Or, qu'en est-il de ce sport pur (pur, en particulier, de toute violence), quand on sait que l'esprit du sport est la compétition. Cette compétition, cependant, si elle caractérise bien notre temps et notre monde, n'a aucune universalité. Le fait de jouer pour gagner est une donnée culturelle qui est au centre des valeurs de notre société où, dans tous les domaines, s'impose la règle « que le meilleur gagne ». Mais les anthropologues ont constaté que bien des sociétés « primitives » refusent un type d'affrontement qui engendre le couronnement du vainqueur et la frustration du vaincu, le triomphe de l'un et l'exclusion de l'autre. C'est ainsi que, dans une tribu de Nouvelle-Calédonie, le football, qui avait été enseigné par des missionnaires, continua d'être pratiqué après leur départ, mais les matches opposant les équipes ne s'arrêtaient jamais sans que le score soit nul. Le sport moderne, doit-on le rappeler, est né avec la société démocratique et industrielle, dans l'Angleterre du xixe siècle, et il est tout entier axé sur la course à l'exploit, le dépassement de soi, la défaite de l'autre, autant de formes de violences : violence sur soi, violence contre l'autre, violence offerte en spectacle. Doit-on, comme le fait Jean-Marie Brohm, conclure que « la violence est le produit, la résultante d'un contexte, de situations et de logiques pratiques, à l'œuvre dans la confrontation même du sport », que « la violence n'est pas simple « excroissance » qui viendrait se greffer accidentellement sur une « idée » saine, mais le jeu dialectique même de la confrontation de tous contre tous » ? C'est faire peu de cas du fait que le sport, s'il est bien marié à la violence, l'est dans la soumission de celle-ci à des règles précises, et, s'il est affrontement, c'est un affrontement symbolique qui ne va pas jusqu'à la destruction de l'adversaire. Le « lutte à mort » n'est jamais que mimée.

■ **CONSIGNE 1**: Les affirmations suivantes s'accordent-elles avec le texte sur le sport et la violence ? Répondez par oui ou par non pour chacune, en citant mot pour mot les termes décisifs du texte : (a) En Nouvelle-Calédonie, la tribu a cessé de jouer au football après le départ des missionnaires. (b) Le sport moderne est apparu dans l'Angleterre du XIXe siècle. (c) L'affrontement sportif va jusqu'à la destruction de l'adversaire.
■ **CONSIGNE 2**: Poursuivez le texte sur le sport et la violence à partir de sa dernière phrase.
Les données n'ont aucun lien avec le texte sur le sport et la violence.

■ **DONNÉES EXTRAITES**:

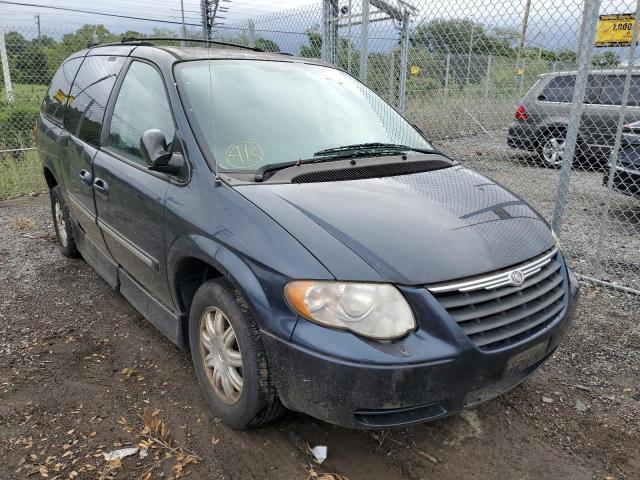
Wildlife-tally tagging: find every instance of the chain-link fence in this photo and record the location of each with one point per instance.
(514, 89)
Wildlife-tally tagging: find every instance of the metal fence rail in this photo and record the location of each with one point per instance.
(461, 71)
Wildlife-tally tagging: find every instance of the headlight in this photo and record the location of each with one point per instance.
(369, 309)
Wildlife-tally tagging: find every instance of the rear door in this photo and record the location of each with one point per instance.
(51, 121)
(129, 197)
(611, 98)
(79, 143)
(555, 103)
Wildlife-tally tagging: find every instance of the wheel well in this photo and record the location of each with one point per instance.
(192, 273)
(49, 178)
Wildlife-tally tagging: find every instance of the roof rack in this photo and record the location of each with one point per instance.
(148, 40)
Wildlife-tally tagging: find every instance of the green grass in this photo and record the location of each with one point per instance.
(20, 175)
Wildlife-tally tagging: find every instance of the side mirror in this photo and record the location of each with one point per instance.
(153, 147)
(420, 131)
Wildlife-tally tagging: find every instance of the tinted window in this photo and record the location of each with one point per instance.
(89, 97)
(613, 90)
(142, 104)
(560, 89)
(56, 99)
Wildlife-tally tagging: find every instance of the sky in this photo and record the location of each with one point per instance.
(552, 24)
(23, 16)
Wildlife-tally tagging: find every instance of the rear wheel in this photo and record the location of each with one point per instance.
(552, 148)
(229, 358)
(62, 223)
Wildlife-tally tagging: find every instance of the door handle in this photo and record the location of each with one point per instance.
(101, 186)
(86, 177)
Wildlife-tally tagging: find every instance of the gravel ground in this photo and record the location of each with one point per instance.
(601, 229)
(82, 373)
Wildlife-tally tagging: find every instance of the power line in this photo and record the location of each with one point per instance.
(96, 13)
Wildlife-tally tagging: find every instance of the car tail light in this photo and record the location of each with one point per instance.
(521, 113)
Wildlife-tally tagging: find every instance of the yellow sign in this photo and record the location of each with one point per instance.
(59, 95)
(614, 30)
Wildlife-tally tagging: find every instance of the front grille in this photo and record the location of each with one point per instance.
(494, 313)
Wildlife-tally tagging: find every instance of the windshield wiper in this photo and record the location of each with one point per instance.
(340, 153)
(270, 167)
(373, 146)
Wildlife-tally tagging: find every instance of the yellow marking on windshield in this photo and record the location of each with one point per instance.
(244, 155)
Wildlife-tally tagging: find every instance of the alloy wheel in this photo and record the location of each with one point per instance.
(553, 149)
(221, 355)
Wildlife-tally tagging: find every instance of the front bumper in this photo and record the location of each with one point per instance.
(430, 374)
(625, 180)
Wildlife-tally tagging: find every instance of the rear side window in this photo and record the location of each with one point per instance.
(56, 99)
(89, 97)
(560, 89)
(142, 104)
(613, 90)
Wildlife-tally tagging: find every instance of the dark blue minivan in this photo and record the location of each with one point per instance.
(307, 244)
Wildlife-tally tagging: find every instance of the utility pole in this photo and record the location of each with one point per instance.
(5, 66)
(37, 17)
(184, 28)
(523, 34)
(209, 10)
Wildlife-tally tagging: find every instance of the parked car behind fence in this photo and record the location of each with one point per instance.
(542, 117)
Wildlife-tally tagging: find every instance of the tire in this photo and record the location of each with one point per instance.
(550, 148)
(216, 307)
(62, 223)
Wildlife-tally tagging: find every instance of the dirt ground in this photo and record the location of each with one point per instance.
(81, 373)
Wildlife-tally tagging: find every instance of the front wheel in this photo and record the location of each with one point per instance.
(62, 223)
(229, 358)
(552, 148)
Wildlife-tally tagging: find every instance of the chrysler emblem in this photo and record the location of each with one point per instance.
(517, 278)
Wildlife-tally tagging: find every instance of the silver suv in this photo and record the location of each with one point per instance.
(541, 119)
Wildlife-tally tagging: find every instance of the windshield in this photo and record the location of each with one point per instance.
(255, 113)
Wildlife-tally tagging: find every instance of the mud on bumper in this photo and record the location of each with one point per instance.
(370, 396)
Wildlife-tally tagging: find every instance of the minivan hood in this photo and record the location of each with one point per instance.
(412, 229)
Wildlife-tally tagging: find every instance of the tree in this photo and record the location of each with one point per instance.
(459, 36)
(314, 49)
(605, 60)
(84, 36)
(267, 45)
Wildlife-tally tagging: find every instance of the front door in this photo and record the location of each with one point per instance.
(86, 105)
(129, 197)
(608, 113)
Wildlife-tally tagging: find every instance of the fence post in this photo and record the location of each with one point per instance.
(488, 79)
(364, 41)
(5, 66)
(404, 61)
(523, 64)
(587, 38)
(613, 158)
(446, 91)
(251, 27)
(392, 77)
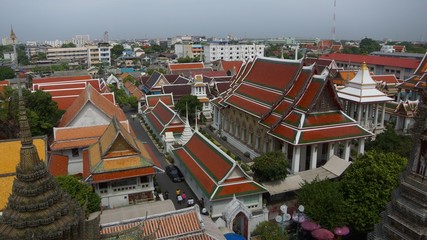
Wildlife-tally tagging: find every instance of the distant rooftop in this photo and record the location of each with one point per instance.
(399, 55)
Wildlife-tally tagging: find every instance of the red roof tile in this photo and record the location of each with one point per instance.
(243, 188)
(247, 105)
(259, 94)
(99, 101)
(181, 66)
(109, 176)
(207, 184)
(389, 79)
(310, 94)
(151, 100)
(323, 119)
(209, 158)
(336, 133)
(60, 79)
(273, 74)
(374, 60)
(299, 85)
(58, 165)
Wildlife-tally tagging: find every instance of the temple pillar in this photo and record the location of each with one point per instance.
(347, 150)
(313, 157)
(366, 123)
(331, 150)
(376, 116)
(296, 157)
(285, 148)
(361, 147)
(383, 116)
(303, 158)
(359, 113)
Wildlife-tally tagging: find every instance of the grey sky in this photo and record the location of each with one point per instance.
(355, 19)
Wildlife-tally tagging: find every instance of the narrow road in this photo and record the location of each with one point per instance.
(162, 179)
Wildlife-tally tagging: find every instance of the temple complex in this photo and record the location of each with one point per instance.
(37, 207)
(282, 105)
(363, 102)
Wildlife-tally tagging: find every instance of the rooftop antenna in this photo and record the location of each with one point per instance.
(333, 27)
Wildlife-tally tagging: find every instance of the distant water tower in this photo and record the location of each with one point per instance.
(106, 37)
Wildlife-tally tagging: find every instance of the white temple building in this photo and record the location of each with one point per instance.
(362, 101)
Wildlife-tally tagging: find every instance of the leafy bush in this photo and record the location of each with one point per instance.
(270, 166)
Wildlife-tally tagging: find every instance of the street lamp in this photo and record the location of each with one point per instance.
(284, 218)
(299, 217)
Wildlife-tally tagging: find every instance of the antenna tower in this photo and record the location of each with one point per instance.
(106, 37)
(333, 27)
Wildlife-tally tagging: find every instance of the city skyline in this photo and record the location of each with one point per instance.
(129, 19)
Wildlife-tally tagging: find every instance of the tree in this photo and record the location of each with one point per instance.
(192, 103)
(81, 192)
(6, 73)
(117, 51)
(368, 45)
(390, 141)
(323, 202)
(367, 187)
(42, 112)
(269, 231)
(270, 166)
(68, 45)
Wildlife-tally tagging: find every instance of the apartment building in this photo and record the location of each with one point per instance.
(229, 52)
(91, 55)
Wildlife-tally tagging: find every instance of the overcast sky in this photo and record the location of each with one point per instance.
(128, 19)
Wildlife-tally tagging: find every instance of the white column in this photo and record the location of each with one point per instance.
(331, 149)
(359, 113)
(285, 148)
(361, 147)
(347, 150)
(296, 159)
(303, 158)
(366, 116)
(383, 116)
(313, 157)
(376, 116)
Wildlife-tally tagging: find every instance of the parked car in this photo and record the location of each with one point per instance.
(174, 173)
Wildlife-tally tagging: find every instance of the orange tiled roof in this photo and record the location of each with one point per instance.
(99, 101)
(60, 79)
(183, 66)
(116, 155)
(184, 223)
(58, 165)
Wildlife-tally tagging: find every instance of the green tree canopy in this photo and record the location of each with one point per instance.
(192, 103)
(42, 112)
(270, 166)
(367, 187)
(68, 45)
(269, 231)
(81, 192)
(117, 51)
(6, 73)
(324, 203)
(390, 141)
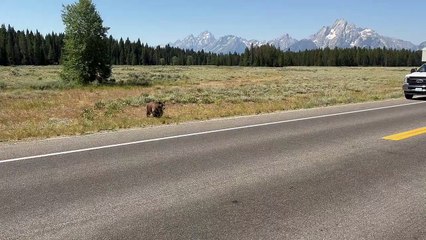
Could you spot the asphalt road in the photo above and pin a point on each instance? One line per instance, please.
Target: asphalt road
(314, 174)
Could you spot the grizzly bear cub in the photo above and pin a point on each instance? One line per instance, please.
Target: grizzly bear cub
(155, 109)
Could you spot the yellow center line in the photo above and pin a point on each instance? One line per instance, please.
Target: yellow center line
(405, 135)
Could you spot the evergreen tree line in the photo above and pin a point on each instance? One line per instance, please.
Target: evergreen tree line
(29, 48)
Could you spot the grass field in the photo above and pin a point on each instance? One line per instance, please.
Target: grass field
(35, 104)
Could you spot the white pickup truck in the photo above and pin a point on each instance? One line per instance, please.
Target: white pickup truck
(415, 82)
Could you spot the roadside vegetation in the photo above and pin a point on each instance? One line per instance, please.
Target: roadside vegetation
(35, 103)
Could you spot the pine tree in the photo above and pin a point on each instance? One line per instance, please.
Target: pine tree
(86, 56)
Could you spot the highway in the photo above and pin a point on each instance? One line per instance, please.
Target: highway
(324, 173)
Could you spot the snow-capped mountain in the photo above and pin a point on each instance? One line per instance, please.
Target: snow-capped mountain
(341, 35)
(205, 40)
(346, 35)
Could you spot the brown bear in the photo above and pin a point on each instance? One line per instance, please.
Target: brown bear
(155, 109)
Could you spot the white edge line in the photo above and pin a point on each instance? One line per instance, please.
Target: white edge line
(202, 133)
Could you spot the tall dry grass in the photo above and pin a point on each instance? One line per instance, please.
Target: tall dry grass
(35, 104)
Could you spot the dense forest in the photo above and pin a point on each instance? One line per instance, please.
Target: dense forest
(29, 48)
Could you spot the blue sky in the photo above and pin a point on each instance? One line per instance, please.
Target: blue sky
(161, 21)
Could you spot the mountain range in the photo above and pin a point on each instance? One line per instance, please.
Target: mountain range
(341, 34)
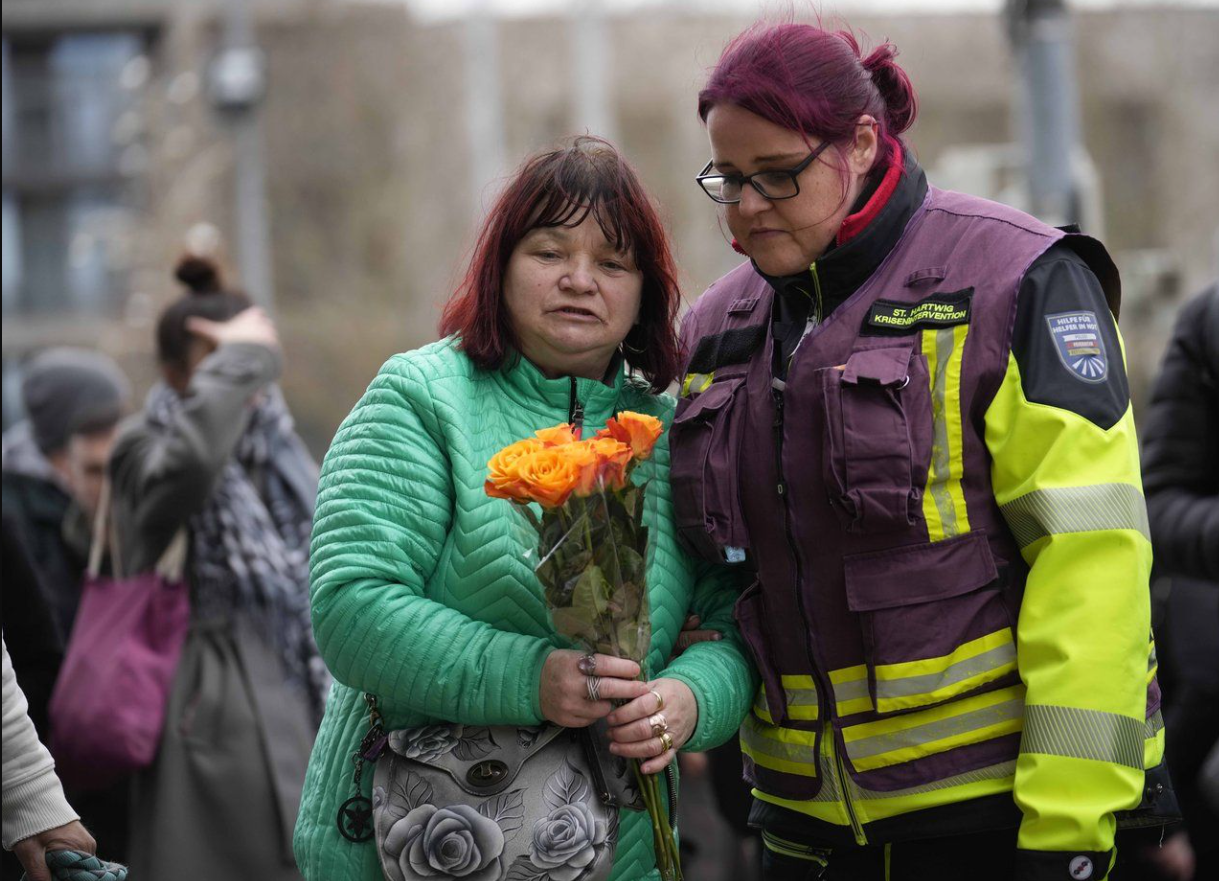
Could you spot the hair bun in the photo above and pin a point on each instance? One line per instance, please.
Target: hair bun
(895, 88)
(200, 274)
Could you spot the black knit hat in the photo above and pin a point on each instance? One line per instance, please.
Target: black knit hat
(70, 391)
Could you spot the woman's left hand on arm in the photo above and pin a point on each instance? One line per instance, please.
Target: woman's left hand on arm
(633, 726)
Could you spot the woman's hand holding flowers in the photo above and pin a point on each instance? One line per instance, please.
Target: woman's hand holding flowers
(565, 689)
(633, 731)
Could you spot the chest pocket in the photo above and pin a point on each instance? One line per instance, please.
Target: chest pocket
(878, 436)
(705, 444)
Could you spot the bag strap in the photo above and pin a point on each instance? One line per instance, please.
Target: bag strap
(101, 533)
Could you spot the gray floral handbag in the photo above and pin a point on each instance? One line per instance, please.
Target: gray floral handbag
(501, 803)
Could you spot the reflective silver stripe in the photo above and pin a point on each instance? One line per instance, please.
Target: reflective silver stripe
(1153, 725)
(696, 383)
(1075, 509)
(755, 742)
(795, 698)
(1005, 769)
(959, 672)
(1083, 734)
(851, 691)
(941, 467)
(801, 697)
(936, 730)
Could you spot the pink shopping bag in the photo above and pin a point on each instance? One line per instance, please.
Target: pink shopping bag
(109, 703)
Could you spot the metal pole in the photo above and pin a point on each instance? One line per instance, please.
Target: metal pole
(484, 120)
(1048, 121)
(590, 56)
(238, 88)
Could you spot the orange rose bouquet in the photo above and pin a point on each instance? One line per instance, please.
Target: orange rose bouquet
(591, 550)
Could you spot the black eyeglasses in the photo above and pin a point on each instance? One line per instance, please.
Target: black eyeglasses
(774, 184)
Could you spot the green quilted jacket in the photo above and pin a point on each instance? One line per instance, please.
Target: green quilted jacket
(422, 594)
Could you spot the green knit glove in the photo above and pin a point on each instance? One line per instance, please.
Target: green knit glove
(73, 865)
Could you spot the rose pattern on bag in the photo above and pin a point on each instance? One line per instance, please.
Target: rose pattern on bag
(430, 742)
(567, 841)
(452, 843)
(462, 842)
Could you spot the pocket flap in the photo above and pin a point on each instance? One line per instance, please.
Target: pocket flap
(918, 573)
(886, 367)
(708, 402)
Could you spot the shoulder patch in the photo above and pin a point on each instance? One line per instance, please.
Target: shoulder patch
(941, 310)
(1076, 336)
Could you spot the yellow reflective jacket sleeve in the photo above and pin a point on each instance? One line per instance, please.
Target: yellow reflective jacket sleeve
(1069, 488)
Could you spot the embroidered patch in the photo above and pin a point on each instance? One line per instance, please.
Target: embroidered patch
(941, 310)
(1079, 344)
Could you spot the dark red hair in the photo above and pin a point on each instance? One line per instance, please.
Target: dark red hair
(814, 82)
(561, 188)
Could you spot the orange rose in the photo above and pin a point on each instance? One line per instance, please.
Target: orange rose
(502, 480)
(613, 458)
(636, 430)
(584, 457)
(557, 435)
(547, 477)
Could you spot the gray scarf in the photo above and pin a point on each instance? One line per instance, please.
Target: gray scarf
(249, 547)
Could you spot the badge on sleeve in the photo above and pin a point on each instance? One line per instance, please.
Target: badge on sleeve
(1079, 344)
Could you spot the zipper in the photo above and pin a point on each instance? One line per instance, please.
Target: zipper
(575, 411)
(819, 301)
(777, 389)
(844, 786)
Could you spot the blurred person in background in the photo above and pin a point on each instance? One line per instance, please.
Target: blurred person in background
(54, 469)
(927, 450)
(215, 453)
(1181, 475)
(37, 815)
(31, 633)
(55, 463)
(422, 594)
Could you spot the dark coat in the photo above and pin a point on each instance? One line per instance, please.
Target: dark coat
(42, 509)
(222, 796)
(1181, 446)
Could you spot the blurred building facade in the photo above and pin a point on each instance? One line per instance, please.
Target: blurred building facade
(113, 150)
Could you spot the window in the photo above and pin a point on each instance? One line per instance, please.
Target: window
(73, 156)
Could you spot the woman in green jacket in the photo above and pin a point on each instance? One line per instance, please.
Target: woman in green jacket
(421, 587)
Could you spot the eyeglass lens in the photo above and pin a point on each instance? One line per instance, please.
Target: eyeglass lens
(769, 184)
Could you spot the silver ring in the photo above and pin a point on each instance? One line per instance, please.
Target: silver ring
(658, 724)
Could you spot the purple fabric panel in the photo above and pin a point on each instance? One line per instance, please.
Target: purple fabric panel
(940, 765)
(109, 703)
(918, 573)
(880, 366)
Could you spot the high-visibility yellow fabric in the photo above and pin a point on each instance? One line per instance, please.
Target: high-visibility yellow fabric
(944, 502)
(1073, 495)
(933, 680)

■ **RÉPONSE 1**:
(a) Non : « continua d'être pratiqué après leur départ ».
(b) Oui : « est né avec la société démocratique et industrielle, dans l'Angleterre du xixe siècle ».
(c) Non : « c'est un affrontement symbolique qui ne va pas jusqu'à la destruction de l'adversaire ».

■ **RÉPONSE 2**:
Le basculement du sport ludique au sport-violence se fait lorsque s'hypertrophie la fin au dépens des moyens mis à son service (y compris l'usage de drogues qui est une forme extrême de violence contre son propre corps). Le sport, alors, se fait passion mortifère tournée contre soi et passion meurtrière tournée contre autrui. « Mourir est moins grave que perdre », est-il écrit à l'entrée du vestiaire au stade des Minnesota Vikings. À plus forte raison tuer !

Et l'image du sportif tend à devenir celle du guerrier blessé sanguinolent, au bord de l'épuisement définitif et brandissant le signe de sa victoire, sa coupe, son trophée. La presse participe bien à cela, qui met au service de ce mythe tous les artifices de sa rhétorique homérique : « Ali a exécuté son adversaire ; K.O. au 7e round », « Quelle terrible bête fauve ! », etc.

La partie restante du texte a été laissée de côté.